Requirement
Output as a JSON list of strings, one string per line, everything in the records from the line containing "task: segment the gothic window" down to the line containing "[[[403,278],[399,273],[392,278],[392,306],[403,305]]]", both included. Leave out blank lines.

======== Data rows ========

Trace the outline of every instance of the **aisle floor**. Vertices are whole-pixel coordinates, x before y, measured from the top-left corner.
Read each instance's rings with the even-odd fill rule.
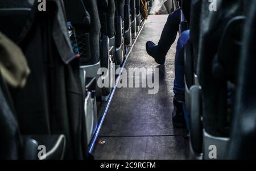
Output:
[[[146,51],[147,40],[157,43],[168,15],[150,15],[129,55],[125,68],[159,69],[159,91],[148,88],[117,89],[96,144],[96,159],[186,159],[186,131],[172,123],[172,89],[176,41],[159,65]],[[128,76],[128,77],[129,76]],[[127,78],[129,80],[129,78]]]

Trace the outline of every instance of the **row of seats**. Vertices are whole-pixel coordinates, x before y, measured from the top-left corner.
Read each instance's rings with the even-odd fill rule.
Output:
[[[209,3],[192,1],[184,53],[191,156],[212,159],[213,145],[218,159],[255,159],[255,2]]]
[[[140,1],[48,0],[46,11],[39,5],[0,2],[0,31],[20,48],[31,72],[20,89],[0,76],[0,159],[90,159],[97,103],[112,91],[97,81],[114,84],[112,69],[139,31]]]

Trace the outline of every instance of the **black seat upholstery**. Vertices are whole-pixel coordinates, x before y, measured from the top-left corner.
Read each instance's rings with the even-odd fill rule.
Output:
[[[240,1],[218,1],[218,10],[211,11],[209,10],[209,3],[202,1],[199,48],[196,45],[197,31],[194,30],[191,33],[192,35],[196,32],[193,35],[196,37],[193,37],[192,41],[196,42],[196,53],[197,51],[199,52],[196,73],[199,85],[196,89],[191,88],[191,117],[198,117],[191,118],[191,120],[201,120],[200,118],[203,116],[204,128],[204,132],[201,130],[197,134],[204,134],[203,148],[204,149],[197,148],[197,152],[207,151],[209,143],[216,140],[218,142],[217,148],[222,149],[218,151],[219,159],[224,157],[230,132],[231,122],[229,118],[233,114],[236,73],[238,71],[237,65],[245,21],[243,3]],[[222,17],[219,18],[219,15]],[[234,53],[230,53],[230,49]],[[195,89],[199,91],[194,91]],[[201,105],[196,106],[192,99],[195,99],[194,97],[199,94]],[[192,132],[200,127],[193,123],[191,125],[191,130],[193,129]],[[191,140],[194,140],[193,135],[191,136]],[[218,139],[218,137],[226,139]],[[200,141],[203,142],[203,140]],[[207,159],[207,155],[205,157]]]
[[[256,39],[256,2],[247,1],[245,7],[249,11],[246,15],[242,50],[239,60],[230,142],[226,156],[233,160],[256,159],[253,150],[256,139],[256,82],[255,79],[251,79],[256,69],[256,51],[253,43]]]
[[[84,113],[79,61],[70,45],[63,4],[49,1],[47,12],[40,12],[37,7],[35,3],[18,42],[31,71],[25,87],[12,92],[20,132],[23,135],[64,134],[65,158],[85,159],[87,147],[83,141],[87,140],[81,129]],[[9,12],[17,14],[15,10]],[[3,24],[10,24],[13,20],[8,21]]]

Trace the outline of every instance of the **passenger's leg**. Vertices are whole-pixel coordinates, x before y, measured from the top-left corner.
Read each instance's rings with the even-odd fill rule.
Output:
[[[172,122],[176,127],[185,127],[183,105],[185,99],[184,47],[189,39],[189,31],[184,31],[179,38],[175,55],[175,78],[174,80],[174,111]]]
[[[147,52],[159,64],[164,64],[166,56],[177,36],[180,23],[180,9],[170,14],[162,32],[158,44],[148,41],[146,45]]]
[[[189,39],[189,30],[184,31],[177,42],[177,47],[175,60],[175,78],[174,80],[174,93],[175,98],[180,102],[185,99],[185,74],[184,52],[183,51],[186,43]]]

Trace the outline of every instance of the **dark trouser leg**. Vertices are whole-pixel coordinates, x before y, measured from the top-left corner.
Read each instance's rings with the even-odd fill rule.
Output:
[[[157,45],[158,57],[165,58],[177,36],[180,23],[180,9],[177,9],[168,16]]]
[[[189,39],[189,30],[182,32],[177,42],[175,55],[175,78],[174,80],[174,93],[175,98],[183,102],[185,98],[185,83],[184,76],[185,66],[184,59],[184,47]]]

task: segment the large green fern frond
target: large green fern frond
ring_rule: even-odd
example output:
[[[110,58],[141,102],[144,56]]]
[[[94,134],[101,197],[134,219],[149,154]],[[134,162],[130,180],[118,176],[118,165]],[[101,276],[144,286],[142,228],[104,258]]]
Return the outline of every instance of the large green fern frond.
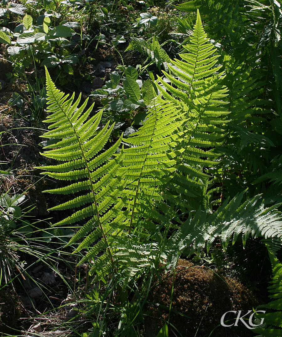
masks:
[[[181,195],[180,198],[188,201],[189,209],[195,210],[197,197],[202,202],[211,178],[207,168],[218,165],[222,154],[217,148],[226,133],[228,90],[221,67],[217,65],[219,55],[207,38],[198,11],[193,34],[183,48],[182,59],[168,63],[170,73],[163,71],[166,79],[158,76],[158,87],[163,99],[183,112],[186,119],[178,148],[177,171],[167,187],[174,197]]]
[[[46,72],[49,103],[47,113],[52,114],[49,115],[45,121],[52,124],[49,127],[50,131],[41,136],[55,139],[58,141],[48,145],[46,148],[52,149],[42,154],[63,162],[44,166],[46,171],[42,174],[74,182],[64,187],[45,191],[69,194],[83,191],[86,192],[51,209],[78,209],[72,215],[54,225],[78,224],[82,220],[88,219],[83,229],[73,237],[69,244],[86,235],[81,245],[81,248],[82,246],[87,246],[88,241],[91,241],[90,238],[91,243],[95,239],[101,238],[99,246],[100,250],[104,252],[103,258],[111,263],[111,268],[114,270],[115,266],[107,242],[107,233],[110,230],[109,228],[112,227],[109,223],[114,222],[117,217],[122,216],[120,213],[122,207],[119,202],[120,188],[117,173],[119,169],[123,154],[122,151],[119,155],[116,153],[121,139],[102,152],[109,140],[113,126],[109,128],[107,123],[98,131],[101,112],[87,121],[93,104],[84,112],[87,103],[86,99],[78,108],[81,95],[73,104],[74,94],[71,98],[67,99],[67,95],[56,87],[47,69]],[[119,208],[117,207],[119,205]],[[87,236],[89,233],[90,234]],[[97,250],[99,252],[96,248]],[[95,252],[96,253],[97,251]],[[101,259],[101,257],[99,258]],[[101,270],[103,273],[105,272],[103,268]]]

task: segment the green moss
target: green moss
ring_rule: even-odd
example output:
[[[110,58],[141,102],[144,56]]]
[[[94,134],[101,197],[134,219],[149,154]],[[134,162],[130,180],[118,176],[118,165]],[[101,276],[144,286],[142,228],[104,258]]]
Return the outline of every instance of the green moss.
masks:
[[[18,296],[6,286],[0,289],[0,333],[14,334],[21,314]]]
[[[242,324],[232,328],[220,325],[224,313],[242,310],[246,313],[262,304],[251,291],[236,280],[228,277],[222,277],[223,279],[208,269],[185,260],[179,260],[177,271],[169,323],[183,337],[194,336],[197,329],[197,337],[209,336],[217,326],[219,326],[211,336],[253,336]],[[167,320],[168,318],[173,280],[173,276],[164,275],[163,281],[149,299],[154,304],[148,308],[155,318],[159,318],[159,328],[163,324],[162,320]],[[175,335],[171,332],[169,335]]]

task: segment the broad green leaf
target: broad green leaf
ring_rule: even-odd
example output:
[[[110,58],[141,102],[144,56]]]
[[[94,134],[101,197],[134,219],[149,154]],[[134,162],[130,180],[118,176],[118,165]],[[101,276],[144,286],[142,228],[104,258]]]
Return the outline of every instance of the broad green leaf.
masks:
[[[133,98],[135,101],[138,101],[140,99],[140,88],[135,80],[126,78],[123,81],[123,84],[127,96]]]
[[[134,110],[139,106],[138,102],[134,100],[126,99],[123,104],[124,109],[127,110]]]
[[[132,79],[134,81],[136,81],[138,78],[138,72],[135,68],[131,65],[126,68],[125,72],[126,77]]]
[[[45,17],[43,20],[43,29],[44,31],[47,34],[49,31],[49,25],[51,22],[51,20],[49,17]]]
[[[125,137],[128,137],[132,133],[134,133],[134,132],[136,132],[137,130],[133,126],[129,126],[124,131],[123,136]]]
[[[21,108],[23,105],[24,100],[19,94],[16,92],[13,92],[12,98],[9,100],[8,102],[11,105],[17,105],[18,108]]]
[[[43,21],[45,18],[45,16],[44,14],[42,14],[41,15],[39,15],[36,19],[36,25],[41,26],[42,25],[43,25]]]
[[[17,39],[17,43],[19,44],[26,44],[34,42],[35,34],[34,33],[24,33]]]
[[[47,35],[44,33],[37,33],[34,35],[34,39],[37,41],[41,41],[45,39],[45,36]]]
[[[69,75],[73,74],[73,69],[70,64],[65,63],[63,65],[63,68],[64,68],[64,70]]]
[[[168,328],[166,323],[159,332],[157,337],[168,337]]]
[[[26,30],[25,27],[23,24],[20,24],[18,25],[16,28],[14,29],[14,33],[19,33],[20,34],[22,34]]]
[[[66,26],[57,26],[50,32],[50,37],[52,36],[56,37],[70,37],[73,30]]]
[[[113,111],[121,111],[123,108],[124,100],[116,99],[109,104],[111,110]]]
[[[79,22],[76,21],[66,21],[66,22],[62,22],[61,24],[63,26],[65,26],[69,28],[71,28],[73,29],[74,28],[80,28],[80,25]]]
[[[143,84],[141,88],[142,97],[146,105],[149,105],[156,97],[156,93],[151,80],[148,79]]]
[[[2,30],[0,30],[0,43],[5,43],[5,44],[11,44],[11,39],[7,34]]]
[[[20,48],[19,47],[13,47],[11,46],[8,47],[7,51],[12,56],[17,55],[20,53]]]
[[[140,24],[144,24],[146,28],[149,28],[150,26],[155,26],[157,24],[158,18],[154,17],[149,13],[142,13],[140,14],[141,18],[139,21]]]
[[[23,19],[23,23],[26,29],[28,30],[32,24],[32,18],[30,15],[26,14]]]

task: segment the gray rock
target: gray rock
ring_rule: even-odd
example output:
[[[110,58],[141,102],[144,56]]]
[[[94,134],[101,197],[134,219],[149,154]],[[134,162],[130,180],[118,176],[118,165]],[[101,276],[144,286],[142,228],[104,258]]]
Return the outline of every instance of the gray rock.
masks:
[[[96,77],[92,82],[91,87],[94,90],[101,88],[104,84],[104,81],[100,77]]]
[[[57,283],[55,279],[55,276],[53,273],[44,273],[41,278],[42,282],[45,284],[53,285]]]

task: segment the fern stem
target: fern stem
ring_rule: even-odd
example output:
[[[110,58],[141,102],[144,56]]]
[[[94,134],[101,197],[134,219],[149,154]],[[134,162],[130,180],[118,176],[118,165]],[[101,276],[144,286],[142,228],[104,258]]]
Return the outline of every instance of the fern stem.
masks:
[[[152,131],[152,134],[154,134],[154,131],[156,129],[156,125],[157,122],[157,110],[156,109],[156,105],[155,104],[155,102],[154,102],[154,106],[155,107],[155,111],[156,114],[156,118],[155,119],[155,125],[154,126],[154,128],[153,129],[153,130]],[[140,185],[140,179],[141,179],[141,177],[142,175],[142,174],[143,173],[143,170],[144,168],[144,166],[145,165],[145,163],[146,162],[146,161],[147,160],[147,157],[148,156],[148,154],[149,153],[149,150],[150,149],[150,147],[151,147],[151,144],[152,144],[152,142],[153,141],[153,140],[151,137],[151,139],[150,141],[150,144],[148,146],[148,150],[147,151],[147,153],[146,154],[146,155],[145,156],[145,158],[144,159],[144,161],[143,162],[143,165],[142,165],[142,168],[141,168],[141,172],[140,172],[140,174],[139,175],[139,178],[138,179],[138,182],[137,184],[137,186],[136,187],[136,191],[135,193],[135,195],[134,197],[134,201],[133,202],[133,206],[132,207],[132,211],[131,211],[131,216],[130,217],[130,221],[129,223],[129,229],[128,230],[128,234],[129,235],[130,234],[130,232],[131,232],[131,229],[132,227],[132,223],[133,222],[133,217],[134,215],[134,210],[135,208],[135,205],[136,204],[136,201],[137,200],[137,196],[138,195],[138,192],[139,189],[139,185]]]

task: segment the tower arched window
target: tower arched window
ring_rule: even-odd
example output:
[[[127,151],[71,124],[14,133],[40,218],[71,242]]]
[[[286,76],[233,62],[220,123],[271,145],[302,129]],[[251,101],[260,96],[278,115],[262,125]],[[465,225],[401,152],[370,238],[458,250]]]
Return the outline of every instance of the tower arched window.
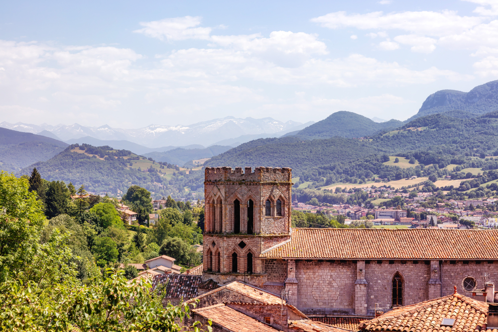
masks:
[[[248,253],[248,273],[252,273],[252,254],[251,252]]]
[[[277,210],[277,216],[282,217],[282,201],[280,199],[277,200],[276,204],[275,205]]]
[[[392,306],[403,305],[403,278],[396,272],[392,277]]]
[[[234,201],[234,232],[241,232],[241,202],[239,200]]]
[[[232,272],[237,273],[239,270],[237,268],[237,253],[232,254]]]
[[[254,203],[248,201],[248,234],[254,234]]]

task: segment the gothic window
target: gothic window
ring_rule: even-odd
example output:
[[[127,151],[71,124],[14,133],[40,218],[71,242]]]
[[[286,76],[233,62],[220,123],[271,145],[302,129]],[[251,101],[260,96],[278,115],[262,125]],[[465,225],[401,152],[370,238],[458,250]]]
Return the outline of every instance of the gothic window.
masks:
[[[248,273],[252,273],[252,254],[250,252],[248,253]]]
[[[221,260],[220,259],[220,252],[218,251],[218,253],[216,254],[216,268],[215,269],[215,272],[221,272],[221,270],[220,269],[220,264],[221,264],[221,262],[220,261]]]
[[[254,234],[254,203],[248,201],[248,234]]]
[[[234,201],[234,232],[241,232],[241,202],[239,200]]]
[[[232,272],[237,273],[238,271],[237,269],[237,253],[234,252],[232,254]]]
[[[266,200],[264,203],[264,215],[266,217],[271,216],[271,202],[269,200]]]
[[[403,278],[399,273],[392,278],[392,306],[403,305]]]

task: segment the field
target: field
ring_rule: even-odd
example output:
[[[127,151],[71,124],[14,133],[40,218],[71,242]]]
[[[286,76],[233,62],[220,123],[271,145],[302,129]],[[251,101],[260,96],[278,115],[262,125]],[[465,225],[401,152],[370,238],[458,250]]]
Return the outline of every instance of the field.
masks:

========

Written answer
[
  "task: segment the gothic window",
  "target: gothic window",
  "ring_rule: even-odd",
  "example output:",
  "[[[127,151],[71,124],[14,133],[40,218],[71,242]]]",
  "[[[286,76],[233,62],[220,123],[271,145],[302,129]],[[251,101],[260,96],[278,115],[262,125]],[[465,225],[401,152],[370,238],[458,250]]]",
  "Return the outline of every instance of the gothic window.",
  "masks:",
  "[[[248,273],[252,273],[252,254],[250,252],[248,253]]]",
  "[[[221,260],[220,259],[220,252],[218,251],[218,253],[216,254],[216,268],[215,269],[215,272],[221,272],[221,270],[220,269],[220,264],[221,264],[221,262],[220,261]]]",
  "[[[254,234],[254,203],[248,201],[248,234]]]",
  "[[[234,201],[234,232],[241,232],[241,202],[239,200]]]",
  "[[[232,272],[237,273],[238,271],[237,269],[237,253],[234,252],[232,254]]]",
  "[[[266,200],[264,203],[264,215],[266,217],[271,216],[271,202],[269,200]]]",
  "[[[403,278],[399,273],[392,278],[392,306],[403,305]]]"
]